[Start of Data]

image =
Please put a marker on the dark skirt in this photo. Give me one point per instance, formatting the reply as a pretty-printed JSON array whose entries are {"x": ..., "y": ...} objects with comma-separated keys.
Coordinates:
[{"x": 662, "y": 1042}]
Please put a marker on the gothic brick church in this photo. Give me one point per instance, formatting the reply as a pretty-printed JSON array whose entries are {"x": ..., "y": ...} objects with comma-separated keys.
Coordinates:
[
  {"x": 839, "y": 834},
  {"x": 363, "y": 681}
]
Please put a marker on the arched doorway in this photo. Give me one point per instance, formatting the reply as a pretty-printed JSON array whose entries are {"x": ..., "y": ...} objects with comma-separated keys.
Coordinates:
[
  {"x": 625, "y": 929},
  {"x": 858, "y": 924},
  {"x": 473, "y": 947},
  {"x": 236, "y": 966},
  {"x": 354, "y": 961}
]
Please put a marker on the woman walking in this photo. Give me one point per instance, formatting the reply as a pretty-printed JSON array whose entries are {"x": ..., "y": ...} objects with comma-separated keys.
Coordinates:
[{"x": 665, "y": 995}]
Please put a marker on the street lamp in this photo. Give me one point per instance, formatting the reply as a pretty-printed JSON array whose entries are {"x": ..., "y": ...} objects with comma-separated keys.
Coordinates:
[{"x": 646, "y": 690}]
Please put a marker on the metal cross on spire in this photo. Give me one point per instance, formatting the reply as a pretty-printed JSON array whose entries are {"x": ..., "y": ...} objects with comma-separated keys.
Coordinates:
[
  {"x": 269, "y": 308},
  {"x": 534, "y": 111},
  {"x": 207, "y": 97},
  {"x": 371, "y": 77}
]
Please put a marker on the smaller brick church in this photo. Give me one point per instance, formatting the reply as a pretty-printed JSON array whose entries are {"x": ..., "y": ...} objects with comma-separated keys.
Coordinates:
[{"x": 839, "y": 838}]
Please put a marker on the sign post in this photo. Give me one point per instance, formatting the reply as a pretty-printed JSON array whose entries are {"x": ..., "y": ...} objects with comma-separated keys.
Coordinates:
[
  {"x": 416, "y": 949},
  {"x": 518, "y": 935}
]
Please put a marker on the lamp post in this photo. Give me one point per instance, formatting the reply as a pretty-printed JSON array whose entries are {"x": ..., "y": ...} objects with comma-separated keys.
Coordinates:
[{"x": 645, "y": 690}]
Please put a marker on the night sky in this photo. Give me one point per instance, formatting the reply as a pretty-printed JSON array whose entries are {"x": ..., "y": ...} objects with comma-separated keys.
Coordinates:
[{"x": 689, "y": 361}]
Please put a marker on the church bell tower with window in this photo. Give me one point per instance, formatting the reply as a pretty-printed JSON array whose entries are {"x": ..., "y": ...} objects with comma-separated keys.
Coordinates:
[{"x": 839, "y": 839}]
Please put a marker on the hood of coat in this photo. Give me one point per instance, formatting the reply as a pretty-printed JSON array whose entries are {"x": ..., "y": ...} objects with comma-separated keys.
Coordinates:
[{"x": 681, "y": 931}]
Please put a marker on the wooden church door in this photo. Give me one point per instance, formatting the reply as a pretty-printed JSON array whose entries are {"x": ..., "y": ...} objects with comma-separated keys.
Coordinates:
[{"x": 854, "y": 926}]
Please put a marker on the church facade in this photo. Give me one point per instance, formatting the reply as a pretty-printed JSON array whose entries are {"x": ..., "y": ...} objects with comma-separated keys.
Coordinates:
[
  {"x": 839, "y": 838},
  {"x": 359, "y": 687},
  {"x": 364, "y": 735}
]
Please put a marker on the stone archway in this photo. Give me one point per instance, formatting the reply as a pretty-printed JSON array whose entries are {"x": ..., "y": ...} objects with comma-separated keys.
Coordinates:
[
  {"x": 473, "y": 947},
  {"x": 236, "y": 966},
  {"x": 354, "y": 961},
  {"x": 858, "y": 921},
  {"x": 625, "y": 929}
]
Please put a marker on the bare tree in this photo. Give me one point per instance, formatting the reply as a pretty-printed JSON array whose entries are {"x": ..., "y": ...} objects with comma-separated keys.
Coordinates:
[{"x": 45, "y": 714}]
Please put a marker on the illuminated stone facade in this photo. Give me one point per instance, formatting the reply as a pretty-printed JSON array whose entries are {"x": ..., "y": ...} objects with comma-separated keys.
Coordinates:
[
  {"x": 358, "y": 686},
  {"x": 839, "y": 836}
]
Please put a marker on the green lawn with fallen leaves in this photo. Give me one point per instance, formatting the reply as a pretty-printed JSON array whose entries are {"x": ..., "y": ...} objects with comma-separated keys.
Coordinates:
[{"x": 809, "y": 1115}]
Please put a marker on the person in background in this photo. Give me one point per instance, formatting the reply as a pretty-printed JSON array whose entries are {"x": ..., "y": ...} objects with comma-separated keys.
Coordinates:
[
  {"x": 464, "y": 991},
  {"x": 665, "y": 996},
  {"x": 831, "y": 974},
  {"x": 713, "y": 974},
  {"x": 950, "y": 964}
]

[End of Data]

### Exercise description
Please reproduce all of the entries exactly as they stand.

### Exercise solution
image =
Please put a marker on the dark skirt in this photo. Give me one point per instance, formatting the reply as a pretty-printed JSON array whose entries are {"x": ..., "y": ...} objects with comma-separated keys.
Coordinates:
[{"x": 662, "y": 1042}]
Please put a marker on the gothic brick church in this photo. Give me one point per instance, formatting the reply as a pretty-printed JSON array whose entries are {"x": ..., "y": ...} objects with comma-separated keys.
Coordinates:
[
  {"x": 839, "y": 834},
  {"x": 363, "y": 681}
]
Please put a marker on the arched doorway in this photo. Give me one point per instance, formatting the reply as a pretty-printed JSON array whose entries are {"x": ..., "y": ...} objects with comma-separated keys.
Coordinates:
[
  {"x": 625, "y": 929},
  {"x": 858, "y": 924},
  {"x": 473, "y": 947},
  {"x": 236, "y": 966},
  {"x": 354, "y": 961}
]
Please put a marker on the woman walking in this photo. Give me one point per instance, formatting the reply as a pretty-printed JSON array whose entries are {"x": ..., "y": ...} objects with comma-separated keys.
Coordinates:
[{"x": 665, "y": 995}]
Please put a marker on the street lamp in this photo. Give me one point per instance, formatting the reply as a pretty-printed JSON array whose entries are {"x": ..., "y": ...} objects with comma-separated keys.
Coordinates:
[{"x": 646, "y": 690}]
Please put a marker on the metal cross on spire in this photo. Give me one point per instance, formatting the reply as a pretty-printed JSON array whose entries are {"x": ..., "y": ...} objects with comma-separated keys.
Coordinates:
[
  {"x": 269, "y": 308},
  {"x": 534, "y": 111},
  {"x": 207, "y": 97},
  {"x": 371, "y": 77}
]
Please put a marker on the smaller brick church in this photo. Give me one point per instance, formatting the reply as a pretty-printed JSON array whose entries are {"x": ..., "y": ...} objects with comma-separated keys.
Coordinates:
[{"x": 839, "y": 838}]
Please put a marker on the sign post in this photo. Give me one point per instance, formatting the reply as a pretty-printed JSON array whose entries are {"x": ..., "y": ...} objects with comma-separated keys.
Coordinates:
[
  {"x": 416, "y": 949},
  {"x": 518, "y": 935}
]
Please put a marker on the lamp post in this photo. Give me one point per instance, formatting the reply as a pretty-printed JSON array whose entries are {"x": ..., "y": ...} objects with comma-separated keys.
Coordinates:
[{"x": 645, "y": 690}]
Please put a marker on the night sky in this photo. Give me one point per instance, formatting the reply as a pretty-printed JSON array whose entries are {"x": ..., "y": ...} objects with comma-separated keys.
Coordinates:
[{"x": 689, "y": 361}]
Please put a marker on the church bell tower with window in this photo. Give me one point per instance, formatting the reply as a pretty-printed JSON array whose entries are {"x": ..., "y": ...} objects with comma-separated keys.
Coordinates:
[{"x": 839, "y": 839}]
Please put a marker on the hood of coat in this photo. Give me one point per instance, formatting the reply as a pretty-printed JSON array whose entries are {"x": ..., "y": ...} objects with comma-separated keys.
Coordinates:
[{"x": 681, "y": 931}]
Please put a marker on the wooden church door in this photo. Give me one point per instance, formatting the reply as a pretty-printed JSON array whose entries are {"x": ..., "y": ...} objects with comma-separated keys.
Coordinates:
[{"x": 854, "y": 926}]
Please put a marker on the church facade in this photo. Give me one point per instance, formatting the reply as a pretty-printed JSON array whose entries are {"x": ..., "y": ...} objects with comma-separated keys.
Coordinates:
[
  {"x": 839, "y": 838},
  {"x": 359, "y": 687},
  {"x": 364, "y": 735}
]
Please put a marker on the stone archway in this photo. Give me one point per instance, formatting the reply as a pretty-printed JSON array whose entries are {"x": ..., "y": ...} objects with comma-separated keys.
Coordinates:
[
  {"x": 473, "y": 947},
  {"x": 236, "y": 966},
  {"x": 354, "y": 961},
  {"x": 858, "y": 921},
  {"x": 625, "y": 929}
]
Please put a marker on the bare tree in this photo. Give me one point per instance, formatting the reply as a pretty-printed JSON array whose entries are {"x": ..., "y": ...} objects with comma-separated keys.
Coordinates:
[{"x": 45, "y": 714}]
Please put a marker on the illuminated stone facade in this photo. Give me one point per instance, formatting the reply as a pretty-printed JSON array whose entries are {"x": ..., "y": ...} objects with comma-separated keys.
Coordinates:
[
  {"x": 358, "y": 686},
  {"x": 839, "y": 836}
]
Please put a marker on the green lawn with fallen leaves in this photo. Give me one point per instance, formatting the reply as a pretty-printed JSON array whose entries are {"x": ..., "y": ...} objects with comma-separated keys.
Coordinates:
[{"x": 809, "y": 1115}]
Please put a marker on the person in background in this photo. Give me one point per instance, formatting the reply as a pretty-printed JSON array whose entries are {"x": ..., "y": ...} objects with comma-separated keys.
Coordinates:
[
  {"x": 464, "y": 991},
  {"x": 665, "y": 996},
  {"x": 831, "y": 974},
  {"x": 713, "y": 974},
  {"x": 950, "y": 964}
]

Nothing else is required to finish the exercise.